### Short exercise
Can you edit the entries below so that "Tag" becomes "Mark" everywhere, with nothing else changed? Leave the pictures out of your answer.

+--

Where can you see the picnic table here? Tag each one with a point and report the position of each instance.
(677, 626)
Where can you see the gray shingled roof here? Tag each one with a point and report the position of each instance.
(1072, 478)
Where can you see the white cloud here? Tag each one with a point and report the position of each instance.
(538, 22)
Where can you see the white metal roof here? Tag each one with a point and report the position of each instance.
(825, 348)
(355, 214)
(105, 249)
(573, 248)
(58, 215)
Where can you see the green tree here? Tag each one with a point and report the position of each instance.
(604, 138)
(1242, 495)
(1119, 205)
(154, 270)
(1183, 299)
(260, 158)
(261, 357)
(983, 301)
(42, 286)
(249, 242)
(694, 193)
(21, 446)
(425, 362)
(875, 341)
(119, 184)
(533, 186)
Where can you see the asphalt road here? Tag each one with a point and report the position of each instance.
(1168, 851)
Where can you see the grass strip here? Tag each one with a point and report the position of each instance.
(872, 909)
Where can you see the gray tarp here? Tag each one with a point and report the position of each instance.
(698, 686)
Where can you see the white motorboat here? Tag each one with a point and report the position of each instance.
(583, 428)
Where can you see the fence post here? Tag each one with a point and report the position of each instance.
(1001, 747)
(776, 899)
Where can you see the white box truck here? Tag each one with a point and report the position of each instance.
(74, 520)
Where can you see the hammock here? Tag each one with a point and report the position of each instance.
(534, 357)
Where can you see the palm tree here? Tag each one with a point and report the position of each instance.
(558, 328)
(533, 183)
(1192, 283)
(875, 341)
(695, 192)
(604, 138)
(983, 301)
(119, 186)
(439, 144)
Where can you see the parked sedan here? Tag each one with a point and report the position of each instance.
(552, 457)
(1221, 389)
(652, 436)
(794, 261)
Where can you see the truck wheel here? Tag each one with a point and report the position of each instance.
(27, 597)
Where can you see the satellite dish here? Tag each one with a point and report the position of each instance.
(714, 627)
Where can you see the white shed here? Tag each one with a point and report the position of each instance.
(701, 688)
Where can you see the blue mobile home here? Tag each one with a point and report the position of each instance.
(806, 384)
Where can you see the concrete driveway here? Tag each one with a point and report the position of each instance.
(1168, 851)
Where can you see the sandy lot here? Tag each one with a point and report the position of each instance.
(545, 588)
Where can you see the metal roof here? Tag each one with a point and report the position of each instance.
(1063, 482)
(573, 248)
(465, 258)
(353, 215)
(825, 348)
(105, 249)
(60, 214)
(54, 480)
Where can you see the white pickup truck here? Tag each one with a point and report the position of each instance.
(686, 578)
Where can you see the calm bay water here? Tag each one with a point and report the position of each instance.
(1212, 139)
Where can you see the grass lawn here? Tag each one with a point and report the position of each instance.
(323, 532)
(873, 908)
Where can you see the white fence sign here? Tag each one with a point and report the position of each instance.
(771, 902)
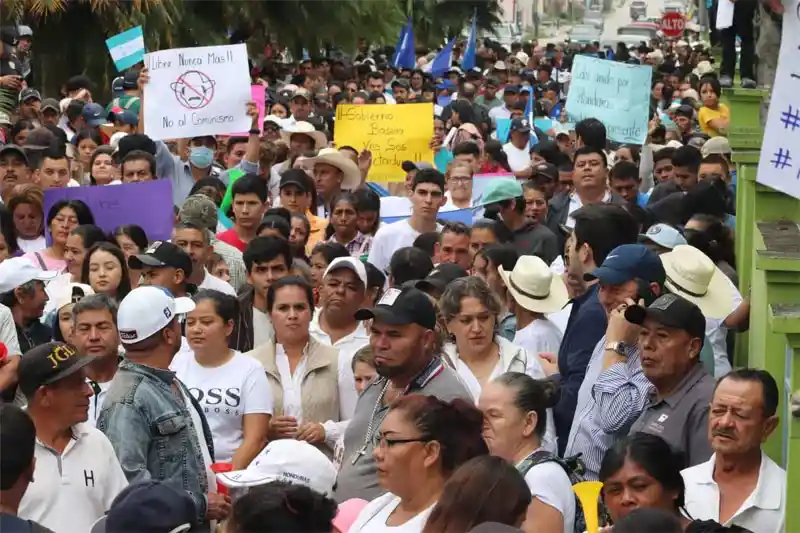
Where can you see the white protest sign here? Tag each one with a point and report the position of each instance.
(779, 165)
(197, 91)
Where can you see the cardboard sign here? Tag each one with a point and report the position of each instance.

+--

### Written response
Where can you see the picnic table here? Mark each one with a point and report the position of each instance.
(677, 626)
Where can you see the gray shingled roof here? Mark each one with a point and report the position of each instance.
(1072, 478)
Where can you see the white cloud here? Mark each one with a point and report the position of each instance.
(538, 22)
Where can you see the white metal roof here? Mark each one with a point and report the position of each instance.
(825, 348)
(355, 214)
(105, 249)
(573, 248)
(58, 215)
Where can you see the green tree here? Mark each one with a point and report the position of each instance.
(604, 138)
(1242, 495)
(1119, 205)
(154, 270)
(1183, 299)
(260, 158)
(261, 357)
(983, 301)
(42, 286)
(249, 242)
(694, 193)
(21, 446)
(425, 362)
(875, 341)
(119, 184)
(533, 186)
Where can you see the asphalt road here? Mark each one with a point and report the position of each instance.
(1168, 851)
Where can you see the grass strip here? Mark each one with a point and report the position of each instance.
(872, 909)
Where can you see the gray tarp here? Mark each one with a point and report the position of each instance.
(698, 686)
Where can you see the white motorboat here? Mark each one with a point and report the position of each instance.
(583, 428)
Where can you see the fence post here? Mark each one with a point and report the position of each instance.
(1001, 747)
(776, 899)
Where can you see the white box truck here? Mark each one with a point and report the position of each instance.
(74, 520)
Where can you see the hammock here? Mark each one with a point and report the position of each instance.
(534, 357)
Where can you see the palm tree here? Mark each one with a point and report the position of each instance.
(558, 328)
(533, 183)
(1192, 283)
(875, 341)
(695, 192)
(604, 138)
(983, 301)
(119, 186)
(439, 144)
Where can you see the parked sedan here? Mark each one with a point and report the position of each instance.
(552, 457)
(1221, 389)
(652, 436)
(794, 261)
Where can you see the truck wheel here? Mark each one with a point and report the position of each instance.
(27, 597)
Where can you see the satellite dish here? Mark each one with a point and report the position of each instance.
(714, 627)
Where can you see the white shed here? Mark each one with a point and report the position of each instance.
(701, 688)
Where can you see the blue mobile home here? Mark each one with a point and report the position of each instance.
(806, 384)
Where can you see the concrete driveway here? Mark each one with a point and report the position of each instance.
(1168, 851)
Where can you see the sandy lot here? Mark each one with a point and report the position of each instance.
(545, 588)
Where can you see the metal roof here? Mark each one with a point and report the position of each instance.
(1063, 482)
(573, 248)
(465, 258)
(353, 215)
(825, 348)
(105, 249)
(60, 214)
(54, 480)
Where can you see the white pickup truck here? Mark each one with a point and report the position of each instance.
(686, 578)
Where can you see the calm bay water here? Mark each one with a point and report the position of each instance.
(1212, 139)
Where can you see the grass lawn here? Mark each one with a point and report the position of each instance.
(323, 532)
(873, 908)
Where can you see the white fence sign here? Mark each one with a point and report the position of each instance.
(771, 902)
Where can you see the white protest sign here? Mark each one with a point and report the position of each instance.
(779, 165)
(197, 91)
Where can you see the cardboard sign here? Mark each one with a point and report the position of each instance.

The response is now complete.